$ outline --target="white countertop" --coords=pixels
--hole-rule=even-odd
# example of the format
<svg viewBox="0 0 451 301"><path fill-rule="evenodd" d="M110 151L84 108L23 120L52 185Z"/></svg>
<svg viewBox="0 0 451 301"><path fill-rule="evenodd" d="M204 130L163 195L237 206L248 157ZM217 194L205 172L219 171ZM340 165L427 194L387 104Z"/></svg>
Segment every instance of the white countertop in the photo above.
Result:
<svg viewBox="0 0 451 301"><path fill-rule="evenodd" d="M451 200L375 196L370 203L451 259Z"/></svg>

» TASK STATEMENT: Rewrite the listing above, replacing "white countertop" with "marble countertop" and leaving everything else unchanged.

» WRITTEN RESPONSE:
$ outline --target="marble countertop" --coords=pixels
--hole-rule=even-odd
# example of the format
<svg viewBox="0 0 451 301"><path fill-rule="evenodd" d="M110 151L84 108L23 120L52 185Z"/></svg>
<svg viewBox="0 0 451 301"><path fill-rule="evenodd" d="M204 130L163 195L237 206L248 157ZM217 194L205 172L219 171ZM340 165L427 194L387 104Z"/></svg>
Segment every instance of the marble countertop in the photo above.
Result:
<svg viewBox="0 0 451 301"><path fill-rule="evenodd" d="M451 200L375 196L370 203L451 259Z"/></svg>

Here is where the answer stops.